_TEXT SECTION_:
****************
ESPN just tweeted out something about how true freshman Mason Cole was looking very good and "competing for the starting left tackle spot," so you'll forgive me if I take one more day to think about basketball before pivoting towards what will be a never ending supply of quotes about toughness that no one is going to care about until they actually see something on the field.
But first, a glimpse into what the next basketball seas-
At Michigan, toughness -- and new offense -- drive offseason
-on might hold. Michigan loses defensive keystone Jordan Morgan from what was statistical-
Remember when Michigan had trouble controlling the line of scrimmage?
“That's a toughness thing,” Hoke said.
-ly Beilein's worst at Michigan, and then the NBA draft-
Or what about not finishing, losing four games by a combined 11 points -- and leading three of them entering the fourth quarter?
“Toughness,” Hoke said.
JUST ONE FRIGGIN' DAY OKAY. JUST ONE. Jeez.
****************
_DATA LINES_:
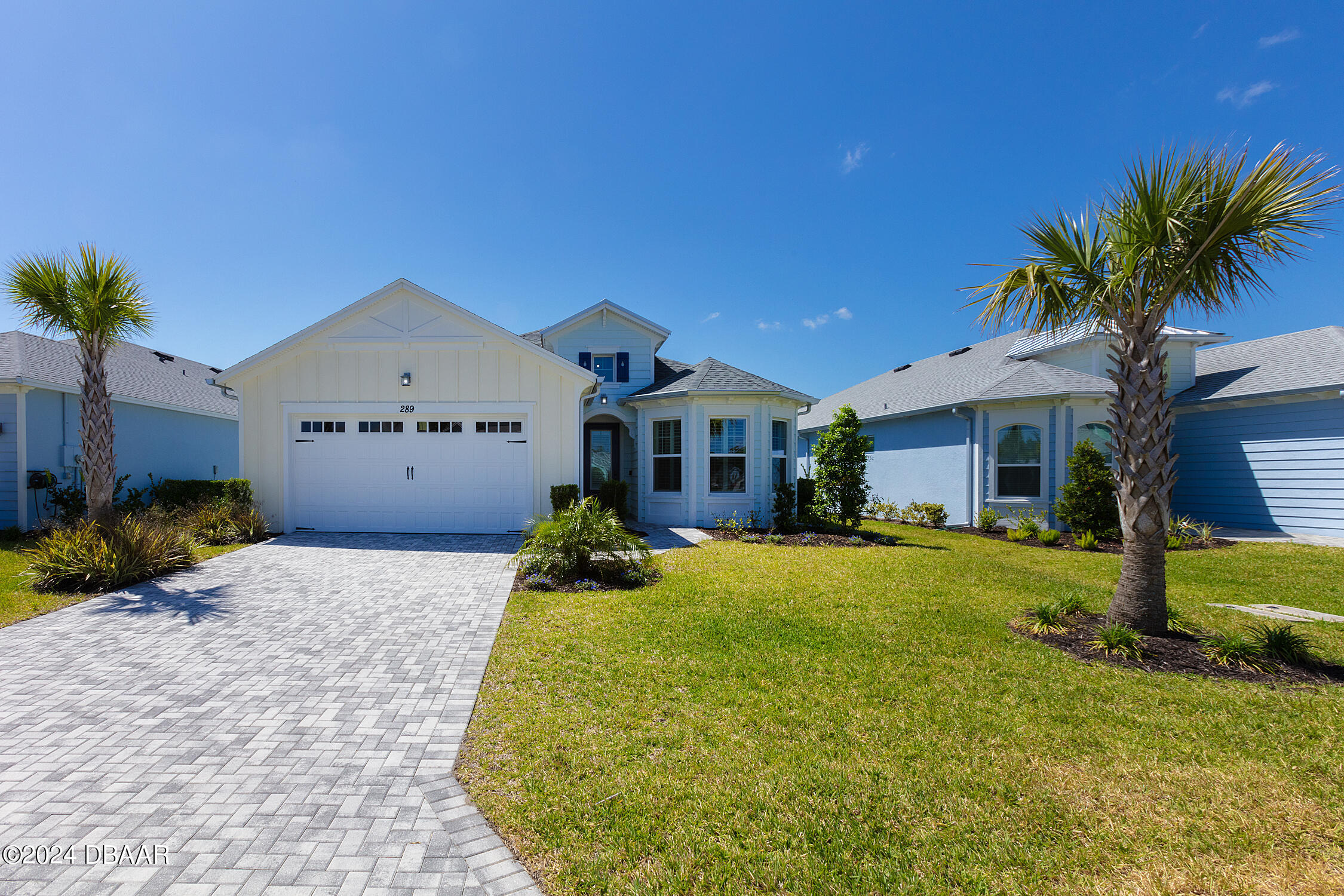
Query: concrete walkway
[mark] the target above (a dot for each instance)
(281, 719)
****************
_SHORT TASK 1_: According to the Michigan sports post, which starting position is true freshman Mason Cole competing for?
_SHORT TASK 2_: Continue the Michigan sports post from its last line.

_REPLY 1_: The starting left tackle spot.

_REPLY 2_:
Anyway. Beilein loses defensive keystone Jordan Morgan off a unit that slipped to 101st after the Kentucky game; everyone else returns save those who will set sail for the NBA draft. So…
The NBA Draft
Nik Stauskas, Glenn Robinson III, and Mitch McGary will all have options. McGary and Robinson returned as a unit with the idea they would rip things up this year and then depart; McGary's injury and a bit of stagnation in Robinsons game interfered with that plan. Stauskas just plain blew up.
All available tea leaves point to Stauskas's departure. The feeling anyone in the building got when Michigan cut down the nets to celebrate their outright Big Ten title was that he was out. While Stauskas shot down his father's overly honest take as to his future, one of those things is PR and it's not hard to figure out which one.
Stauskas is solidly in the first round anywhere that bothers to rank prospects—17th at Draft Express, 15th to Gary Parrish, 21st to Chad Ford—and just saw two teammates drop in those rankings from the spot he's at right now to second round grades. It would be a Lewan-level upset if he came back.
The fates of Robinson and McGary are murkier. Robinson has alternately sounded like a guy open to a return…
"There have been times this year when I thought about it and heard a lot of talk and everything," Robinson said. "I just want to make the best decision, the best decision for me, because I want to play this game for a long time. So if I'm not ready, I'm not ready."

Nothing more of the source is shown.